What to work on =
A: Quote the part of the Lisa Riley article that begins at the words "Lisa Riley doesn't want to have children naturally." and stops after "her future children.".
B: For each statement, say yes or no according to the Lisa Riley article, and quote the words that decide it: (i) Riley's mother died of breast cancer in 2012; (ii) Riley's mother was 62 when she died; (iii) Riley spoke about her motherhood plans on 'Loose Women'.
C: According to the Lisa Riley article, which show is Riley a former star of?

Text block =
--- --- ---
Lisa Riley 'definitely' wants to adopt a child

  • Bang Showbiz
  • 2 August 2016
Lisa Riley

Lisa Riley

Lisa Riley doesn't want to have children "naturally" and "definitely" wants to adopt in the future because she doesn't want her offspring to endure the pain she did when she lost her mother Cath

Lisa Riley doesn't want to have children naturally.

The 40-year-old actress - who tragically lost her mother Cath to breast cancer in 2012 - is convinced she would be a "wonderful" parent but believes the only way she can have a family of her own is to adopt because she doesn't to pass on any cancer genes onto her future children.

Speaking openly on 'Loose Women' about her plans for motherhood on Tuesday (02.07.16), the former 'Emmerdale' star said: "I saw it with my mum and it's really hard. Four years ago now [since her mother died]. She was 58 then she passed. So it was breast cancer, she survived that for 12 years, and in the liver and the pancreas at the end. She was my rock, my everything.

"I mean I have thought about it [adoption] long and hard, and I have discussed it a lot with all my mates at home have got loads of kids, and I have lived my life vicariously being a great godmother and certainly to my two lovely nephews. But for me I don't want to put a child through the pain I went through, seeing the last three years of my mum and four years ago when she passed - I couldn't do that to a child. So I have made that conscious decision I am not going to have a child naturally.
--- --- ---
[Collection entries]
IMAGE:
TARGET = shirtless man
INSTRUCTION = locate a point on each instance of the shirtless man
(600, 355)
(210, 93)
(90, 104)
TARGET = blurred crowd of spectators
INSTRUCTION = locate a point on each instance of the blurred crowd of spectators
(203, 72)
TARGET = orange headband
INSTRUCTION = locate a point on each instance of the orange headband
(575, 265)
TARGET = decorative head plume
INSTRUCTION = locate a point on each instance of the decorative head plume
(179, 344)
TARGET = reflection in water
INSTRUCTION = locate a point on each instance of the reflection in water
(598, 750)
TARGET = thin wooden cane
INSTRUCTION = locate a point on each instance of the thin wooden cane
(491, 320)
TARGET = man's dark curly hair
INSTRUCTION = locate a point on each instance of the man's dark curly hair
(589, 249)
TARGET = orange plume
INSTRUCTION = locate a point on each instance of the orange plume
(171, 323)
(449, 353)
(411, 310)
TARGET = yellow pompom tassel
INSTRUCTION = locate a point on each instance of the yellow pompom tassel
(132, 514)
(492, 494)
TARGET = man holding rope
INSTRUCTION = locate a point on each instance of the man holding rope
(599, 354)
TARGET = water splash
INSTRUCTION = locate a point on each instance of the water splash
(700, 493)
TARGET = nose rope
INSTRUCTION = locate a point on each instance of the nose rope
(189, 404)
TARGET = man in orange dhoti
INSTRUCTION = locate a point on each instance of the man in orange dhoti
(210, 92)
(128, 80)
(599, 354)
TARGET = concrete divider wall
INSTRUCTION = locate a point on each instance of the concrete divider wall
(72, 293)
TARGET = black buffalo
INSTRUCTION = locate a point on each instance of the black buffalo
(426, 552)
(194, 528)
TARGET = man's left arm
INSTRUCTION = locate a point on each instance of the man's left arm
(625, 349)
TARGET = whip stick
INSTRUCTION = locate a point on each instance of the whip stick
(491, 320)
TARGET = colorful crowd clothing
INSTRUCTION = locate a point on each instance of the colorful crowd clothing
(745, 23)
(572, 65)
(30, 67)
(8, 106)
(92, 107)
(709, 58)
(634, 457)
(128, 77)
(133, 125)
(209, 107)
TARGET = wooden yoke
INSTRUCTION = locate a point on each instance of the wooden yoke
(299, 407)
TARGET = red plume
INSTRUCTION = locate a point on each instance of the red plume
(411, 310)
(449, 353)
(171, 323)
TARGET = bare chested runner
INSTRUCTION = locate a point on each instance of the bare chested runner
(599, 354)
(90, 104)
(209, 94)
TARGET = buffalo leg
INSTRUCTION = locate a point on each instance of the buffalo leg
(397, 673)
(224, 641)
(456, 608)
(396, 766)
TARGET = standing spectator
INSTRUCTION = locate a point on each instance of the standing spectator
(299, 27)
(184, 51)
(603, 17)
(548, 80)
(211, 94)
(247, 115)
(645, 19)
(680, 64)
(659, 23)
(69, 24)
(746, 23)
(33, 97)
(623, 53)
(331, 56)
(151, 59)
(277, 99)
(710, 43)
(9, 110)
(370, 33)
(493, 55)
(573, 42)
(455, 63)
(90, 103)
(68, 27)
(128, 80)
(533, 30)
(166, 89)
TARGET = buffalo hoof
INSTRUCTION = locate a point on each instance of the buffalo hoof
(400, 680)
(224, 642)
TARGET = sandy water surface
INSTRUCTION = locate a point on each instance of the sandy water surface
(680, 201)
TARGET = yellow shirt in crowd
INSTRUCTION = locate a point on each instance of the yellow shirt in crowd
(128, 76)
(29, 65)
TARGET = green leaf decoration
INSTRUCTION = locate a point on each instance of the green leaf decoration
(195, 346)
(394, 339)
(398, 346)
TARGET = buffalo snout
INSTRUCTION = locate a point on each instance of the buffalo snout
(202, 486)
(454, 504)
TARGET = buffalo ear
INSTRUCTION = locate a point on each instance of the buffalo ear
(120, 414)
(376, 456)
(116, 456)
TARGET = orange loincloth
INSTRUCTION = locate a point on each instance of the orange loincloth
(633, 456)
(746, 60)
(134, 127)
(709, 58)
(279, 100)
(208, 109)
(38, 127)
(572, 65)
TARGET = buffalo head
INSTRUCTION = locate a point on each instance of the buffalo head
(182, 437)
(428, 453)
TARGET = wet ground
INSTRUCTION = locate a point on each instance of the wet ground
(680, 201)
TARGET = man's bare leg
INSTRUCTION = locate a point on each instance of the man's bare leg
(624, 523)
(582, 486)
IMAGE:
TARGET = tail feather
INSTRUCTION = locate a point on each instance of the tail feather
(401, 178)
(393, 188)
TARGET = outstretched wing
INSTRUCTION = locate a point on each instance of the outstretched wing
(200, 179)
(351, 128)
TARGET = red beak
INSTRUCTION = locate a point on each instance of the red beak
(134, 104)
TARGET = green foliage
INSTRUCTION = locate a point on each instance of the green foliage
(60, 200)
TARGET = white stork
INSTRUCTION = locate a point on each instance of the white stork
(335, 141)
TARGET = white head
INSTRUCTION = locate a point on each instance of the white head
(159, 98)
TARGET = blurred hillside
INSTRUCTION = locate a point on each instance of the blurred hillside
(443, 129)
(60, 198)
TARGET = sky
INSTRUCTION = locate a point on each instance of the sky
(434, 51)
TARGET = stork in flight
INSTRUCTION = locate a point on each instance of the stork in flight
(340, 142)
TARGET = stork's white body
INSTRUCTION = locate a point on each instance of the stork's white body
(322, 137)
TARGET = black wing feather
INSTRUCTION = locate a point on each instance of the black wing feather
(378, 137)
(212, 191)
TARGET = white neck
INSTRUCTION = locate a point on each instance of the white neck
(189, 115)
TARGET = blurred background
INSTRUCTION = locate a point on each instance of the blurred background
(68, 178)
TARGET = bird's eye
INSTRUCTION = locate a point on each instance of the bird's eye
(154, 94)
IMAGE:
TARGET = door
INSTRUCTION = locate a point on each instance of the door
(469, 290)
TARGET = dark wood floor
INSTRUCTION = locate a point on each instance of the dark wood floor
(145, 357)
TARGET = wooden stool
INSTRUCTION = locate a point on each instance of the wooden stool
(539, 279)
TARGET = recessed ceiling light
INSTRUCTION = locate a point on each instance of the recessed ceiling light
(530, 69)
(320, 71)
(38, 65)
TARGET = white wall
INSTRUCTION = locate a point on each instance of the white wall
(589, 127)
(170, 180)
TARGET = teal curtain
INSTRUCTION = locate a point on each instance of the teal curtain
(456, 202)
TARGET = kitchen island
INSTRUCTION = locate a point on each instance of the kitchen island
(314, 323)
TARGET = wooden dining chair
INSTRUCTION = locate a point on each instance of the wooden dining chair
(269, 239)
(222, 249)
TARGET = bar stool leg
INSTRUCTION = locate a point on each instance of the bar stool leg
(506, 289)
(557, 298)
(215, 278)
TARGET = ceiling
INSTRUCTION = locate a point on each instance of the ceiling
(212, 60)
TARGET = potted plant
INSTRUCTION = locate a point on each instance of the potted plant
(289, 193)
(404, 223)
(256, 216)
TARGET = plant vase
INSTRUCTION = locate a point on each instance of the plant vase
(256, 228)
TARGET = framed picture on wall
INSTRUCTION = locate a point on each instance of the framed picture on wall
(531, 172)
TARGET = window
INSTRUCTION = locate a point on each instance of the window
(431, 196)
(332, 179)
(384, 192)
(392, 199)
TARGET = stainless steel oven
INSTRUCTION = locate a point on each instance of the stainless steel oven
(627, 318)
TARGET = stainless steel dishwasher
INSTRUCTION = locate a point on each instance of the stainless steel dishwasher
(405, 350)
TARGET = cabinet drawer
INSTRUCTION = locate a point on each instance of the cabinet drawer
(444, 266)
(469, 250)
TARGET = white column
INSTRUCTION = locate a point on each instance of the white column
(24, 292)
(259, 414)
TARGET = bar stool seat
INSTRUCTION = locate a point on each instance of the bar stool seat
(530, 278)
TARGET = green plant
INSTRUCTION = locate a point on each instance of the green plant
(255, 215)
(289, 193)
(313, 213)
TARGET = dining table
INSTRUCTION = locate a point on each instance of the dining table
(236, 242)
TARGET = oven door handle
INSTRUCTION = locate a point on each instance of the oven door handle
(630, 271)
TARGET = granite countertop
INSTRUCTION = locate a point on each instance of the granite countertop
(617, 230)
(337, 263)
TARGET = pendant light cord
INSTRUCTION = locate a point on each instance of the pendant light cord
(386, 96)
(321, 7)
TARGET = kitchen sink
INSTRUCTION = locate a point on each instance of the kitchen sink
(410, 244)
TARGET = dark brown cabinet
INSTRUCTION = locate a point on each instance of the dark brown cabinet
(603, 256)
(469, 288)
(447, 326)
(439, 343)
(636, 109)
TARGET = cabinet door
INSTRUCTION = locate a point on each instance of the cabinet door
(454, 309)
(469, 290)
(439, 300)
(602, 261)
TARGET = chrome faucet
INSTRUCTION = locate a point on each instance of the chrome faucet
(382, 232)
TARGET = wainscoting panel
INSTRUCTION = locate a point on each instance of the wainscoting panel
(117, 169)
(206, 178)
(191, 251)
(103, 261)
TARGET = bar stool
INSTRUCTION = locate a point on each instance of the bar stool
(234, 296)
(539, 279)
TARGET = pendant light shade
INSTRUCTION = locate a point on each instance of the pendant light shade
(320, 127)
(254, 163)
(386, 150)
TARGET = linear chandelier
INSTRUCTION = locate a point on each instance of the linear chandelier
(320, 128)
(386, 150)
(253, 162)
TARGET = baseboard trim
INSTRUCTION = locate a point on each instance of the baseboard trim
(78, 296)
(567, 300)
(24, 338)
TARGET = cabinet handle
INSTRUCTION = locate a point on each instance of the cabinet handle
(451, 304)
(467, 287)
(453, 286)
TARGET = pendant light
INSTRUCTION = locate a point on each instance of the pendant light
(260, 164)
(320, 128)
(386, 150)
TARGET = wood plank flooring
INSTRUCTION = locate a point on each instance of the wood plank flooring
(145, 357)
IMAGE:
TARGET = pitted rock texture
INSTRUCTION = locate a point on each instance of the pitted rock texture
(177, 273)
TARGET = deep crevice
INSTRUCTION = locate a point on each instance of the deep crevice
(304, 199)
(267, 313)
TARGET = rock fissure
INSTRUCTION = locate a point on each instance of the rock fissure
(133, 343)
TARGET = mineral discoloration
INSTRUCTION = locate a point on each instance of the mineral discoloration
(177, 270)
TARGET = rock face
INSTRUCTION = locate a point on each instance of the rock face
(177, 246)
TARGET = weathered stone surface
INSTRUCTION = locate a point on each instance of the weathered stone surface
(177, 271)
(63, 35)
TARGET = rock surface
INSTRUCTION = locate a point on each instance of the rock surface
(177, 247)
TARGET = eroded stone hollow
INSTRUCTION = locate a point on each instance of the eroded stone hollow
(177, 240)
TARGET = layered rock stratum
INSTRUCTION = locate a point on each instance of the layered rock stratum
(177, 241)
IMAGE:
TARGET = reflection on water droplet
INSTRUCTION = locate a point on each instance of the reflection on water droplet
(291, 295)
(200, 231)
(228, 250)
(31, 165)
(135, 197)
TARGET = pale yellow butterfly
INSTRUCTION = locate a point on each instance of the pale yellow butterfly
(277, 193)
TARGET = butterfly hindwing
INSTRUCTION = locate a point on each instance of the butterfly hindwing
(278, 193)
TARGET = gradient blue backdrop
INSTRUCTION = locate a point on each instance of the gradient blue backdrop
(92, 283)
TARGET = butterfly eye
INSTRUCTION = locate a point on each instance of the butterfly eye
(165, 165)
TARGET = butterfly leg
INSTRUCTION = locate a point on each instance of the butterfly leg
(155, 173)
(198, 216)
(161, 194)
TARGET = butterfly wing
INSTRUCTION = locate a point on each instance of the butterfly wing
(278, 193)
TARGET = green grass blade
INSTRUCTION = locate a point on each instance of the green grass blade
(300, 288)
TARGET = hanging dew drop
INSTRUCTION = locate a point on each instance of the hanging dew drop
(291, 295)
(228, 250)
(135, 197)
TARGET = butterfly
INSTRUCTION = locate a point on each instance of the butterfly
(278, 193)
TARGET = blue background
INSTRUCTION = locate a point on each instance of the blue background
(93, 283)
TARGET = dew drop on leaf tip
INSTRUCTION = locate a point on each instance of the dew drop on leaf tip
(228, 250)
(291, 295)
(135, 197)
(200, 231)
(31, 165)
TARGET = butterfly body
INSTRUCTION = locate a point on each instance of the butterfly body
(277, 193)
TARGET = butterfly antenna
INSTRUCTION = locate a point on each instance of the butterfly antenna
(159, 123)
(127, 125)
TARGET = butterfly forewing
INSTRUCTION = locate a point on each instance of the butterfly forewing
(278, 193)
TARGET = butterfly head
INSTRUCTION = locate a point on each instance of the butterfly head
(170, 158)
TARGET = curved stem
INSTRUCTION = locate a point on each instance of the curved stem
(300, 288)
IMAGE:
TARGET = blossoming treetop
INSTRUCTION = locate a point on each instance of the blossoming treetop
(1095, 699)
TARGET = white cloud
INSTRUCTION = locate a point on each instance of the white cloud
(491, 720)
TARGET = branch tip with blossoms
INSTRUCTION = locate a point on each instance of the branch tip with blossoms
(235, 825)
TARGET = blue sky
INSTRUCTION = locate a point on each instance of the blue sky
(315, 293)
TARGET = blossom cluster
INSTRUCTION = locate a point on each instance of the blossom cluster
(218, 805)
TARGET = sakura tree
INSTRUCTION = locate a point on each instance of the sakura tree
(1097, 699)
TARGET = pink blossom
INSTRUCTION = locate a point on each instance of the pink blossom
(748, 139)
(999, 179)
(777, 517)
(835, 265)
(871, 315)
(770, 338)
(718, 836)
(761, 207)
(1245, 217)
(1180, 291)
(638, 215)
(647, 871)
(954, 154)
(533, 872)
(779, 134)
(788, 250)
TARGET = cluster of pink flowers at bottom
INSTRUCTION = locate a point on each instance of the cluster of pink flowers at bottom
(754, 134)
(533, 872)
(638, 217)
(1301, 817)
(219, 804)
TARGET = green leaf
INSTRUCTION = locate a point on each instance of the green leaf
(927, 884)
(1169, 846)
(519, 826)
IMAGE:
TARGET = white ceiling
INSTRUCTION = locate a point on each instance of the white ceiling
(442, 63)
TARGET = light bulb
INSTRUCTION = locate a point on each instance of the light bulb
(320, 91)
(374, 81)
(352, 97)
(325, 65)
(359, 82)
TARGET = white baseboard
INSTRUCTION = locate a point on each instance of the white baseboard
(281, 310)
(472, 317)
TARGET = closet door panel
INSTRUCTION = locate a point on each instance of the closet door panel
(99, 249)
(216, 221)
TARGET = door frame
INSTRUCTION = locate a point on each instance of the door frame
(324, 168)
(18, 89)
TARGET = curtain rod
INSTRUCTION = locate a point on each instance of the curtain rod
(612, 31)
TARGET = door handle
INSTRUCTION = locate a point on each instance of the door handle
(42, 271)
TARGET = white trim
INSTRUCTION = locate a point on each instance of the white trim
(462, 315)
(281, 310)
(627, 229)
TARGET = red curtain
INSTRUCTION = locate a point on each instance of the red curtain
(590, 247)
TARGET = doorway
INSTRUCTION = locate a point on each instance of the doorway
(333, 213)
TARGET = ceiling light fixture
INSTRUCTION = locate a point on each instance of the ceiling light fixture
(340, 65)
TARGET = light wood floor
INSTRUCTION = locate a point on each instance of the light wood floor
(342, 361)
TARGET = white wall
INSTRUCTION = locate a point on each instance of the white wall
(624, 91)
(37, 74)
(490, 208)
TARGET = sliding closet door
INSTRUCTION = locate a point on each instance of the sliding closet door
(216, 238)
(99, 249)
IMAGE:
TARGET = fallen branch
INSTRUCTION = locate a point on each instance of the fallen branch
--- --- ---
Results of the exercise =
A:
Lisa Riley doesn't want to have children naturally.

The 40-year-old actress - who tragically lost her mother Cath to breast cancer in 2012 - is convinced she would be a "wonderful" parent but believes the only way she can have a family of her own is to adopt because she doesn't to pass on any cancer genes onto her future children.

B:
(i) Yes: "who tragically lost her mother Cath to breast cancer in 2012"
(ii) No: "She was 58 then she passed."
(iii) Yes: "Speaking openly on 'Loose Women' about her plans for motherhood"

C: 'Emmerdale'